→ **Given exercise**
Pull out every line in the records below that includes the string "construction", matching case exactly.

→ **Raw records**

---

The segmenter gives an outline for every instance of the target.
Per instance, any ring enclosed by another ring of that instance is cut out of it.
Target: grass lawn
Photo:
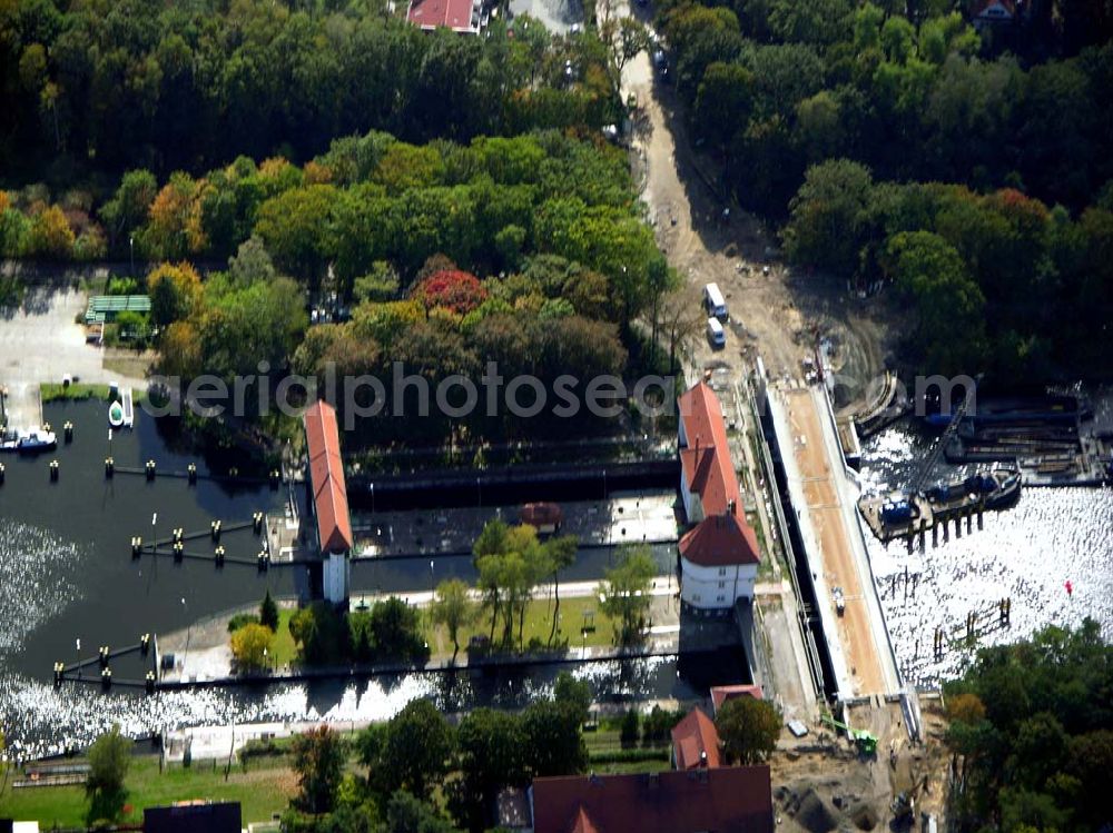
[[[522,631],[522,643],[530,644],[530,639],[536,638],[542,643],[549,643],[549,632],[552,629],[552,611],[554,603],[550,598],[535,598],[525,608],[525,627]],[[560,622],[556,628],[558,642],[568,641],[569,647],[579,647],[584,644],[580,628],[584,623],[584,613],[590,612],[590,621],[594,626],[593,632],[587,634],[587,645],[593,647],[607,647],[614,644],[614,627],[612,619],[607,616],[599,605],[595,596],[577,596],[574,598],[562,598],[560,601]],[[431,628],[429,617],[424,616],[425,638],[433,649],[433,656],[451,656],[452,639],[442,626]],[[495,631],[495,639],[502,633],[502,617],[499,618],[499,626]],[[480,609],[476,619],[469,626],[461,628],[460,649],[466,651],[467,641],[472,636],[491,634],[491,614]],[[514,623],[514,638],[518,638],[518,622]]]
[[[270,643],[270,655],[279,668],[283,665],[292,665],[297,658],[297,646],[289,633],[289,618],[295,613],[297,613],[296,607],[278,608],[278,629],[275,632],[274,642]]]
[[[107,399],[108,385],[72,383],[69,386],[62,386],[60,381],[45,381],[39,385],[39,394],[45,403],[58,399]]]
[[[160,806],[174,801],[208,799],[238,801],[243,807],[244,824],[269,821],[273,813],[289,806],[297,789],[294,774],[287,766],[288,758],[254,758],[247,772],[236,764],[228,780],[218,763],[198,762],[190,768],[175,766],[165,773],[158,771],[158,757],[136,757],[126,781],[128,804],[132,807],[129,821],[142,821],[142,809]],[[0,799],[0,815],[19,821],[37,821],[40,826],[82,826],[87,803],[82,786],[41,786],[29,790],[9,790]]]
[[[109,348],[109,351],[105,354],[101,365],[106,370],[118,373],[120,376],[130,376],[131,378],[141,379],[147,375],[147,371],[150,370],[158,354],[152,350],[137,353],[136,350]]]
[[[670,744],[668,742],[653,744],[651,746],[643,746],[641,743],[633,746],[623,746],[619,730],[602,727],[595,730],[594,732],[584,732],[583,742],[588,746],[588,755],[591,758],[590,768],[592,772],[602,774],[620,774],[661,772],[669,768]],[[647,760],[599,760],[600,755],[622,754],[623,752],[642,753]]]

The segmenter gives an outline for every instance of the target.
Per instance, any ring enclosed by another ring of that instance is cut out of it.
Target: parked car
[[[712,347],[725,347],[727,345],[727,330],[722,328],[722,321],[718,318],[707,319],[707,340]]]

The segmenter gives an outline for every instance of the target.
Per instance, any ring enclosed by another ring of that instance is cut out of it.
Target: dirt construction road
[[[619,7],[617,14],[628,13],[624,3]],[[647,10],[634,13],[651,22]],[[835,282],[789,270],[776,234],[727,201],[715,163],[692,151],[674,89],[654,80],[648,53],[624,68],[622,95],[638,101],[633,167],[658,245],[687,278],[693,306],[703,285],[716,282],[730,308],[727,346],[713,350],[697,338],[689,371],[741,369],[756,351],[769,378],[799,377],[800,360],[823,333],[835,341],[836,367],[847,376],[848,391],[837,399],[856,399],[883,371],[885,327]]]
[[[633,93],[639,103],[633,148],[642,198],[657,226],[658,244],[688,278],[692,304],[700,303],[702,286],[713,281],[731,313],[727,347],[712,353],[706,339],[699,339],[693,364],[737,365],[756,340],[770,375],[795,375],[807,355],[808,339],[797,340],[804,317],[792,303],[784,268],[776,262],[776,240],[738,210],[723,219],[726,205],[700,179],[679,135],[679,119],[666,109],[671,89],[657,87],[650,57],[643,52],[623,72],[623,93]]]
[[[796,465],[802,479],[811,526],[821,551],[824,575],[827,585],[841,587],[846,598],[846,613],[838,618],[838,635],[854,681],[854,693],[884,693],[885,673],[878,661],[878,652],[884,648],[874,639],[865,598],[865,593],[873,591],[865,586],[850,549],[848,536],[857,535],[858,530],[847,529],[844,523],[843,507],[819,424],[819,410],[811,391],[807,389],[785,391],[785,400],[792,436],[798,438],[795,447]],[[819,599],[819,604],[829,603],[829,599]]]

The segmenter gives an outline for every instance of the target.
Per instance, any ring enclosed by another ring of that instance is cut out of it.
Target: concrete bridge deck
[[[824,393],[779,387],[769,399],[839,697],[898,693],[900,678],[856,515],[856,487]],[[835,609],[835,587],[843,588],[843,616]]]

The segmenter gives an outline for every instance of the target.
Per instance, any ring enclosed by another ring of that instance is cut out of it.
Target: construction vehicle
[[[877,736],[873,732],[868,732],[864,728],[851,728],[847,724],[835,720],[830,714],[825,714],[823,716],[824,723],[828,724],[831,728],[841,728],[846,732],[846,736],[854,742],[854,745],[858,747],[858,752],[863,755],[875,755],[877,754]]]

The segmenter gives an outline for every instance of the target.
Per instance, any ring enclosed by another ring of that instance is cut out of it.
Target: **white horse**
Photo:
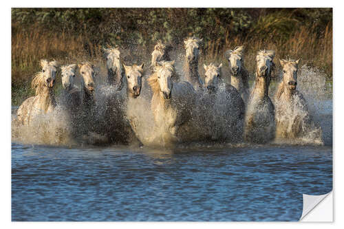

---

→ **Expected answer**
Target: dirt construction road
Target: construction vehicle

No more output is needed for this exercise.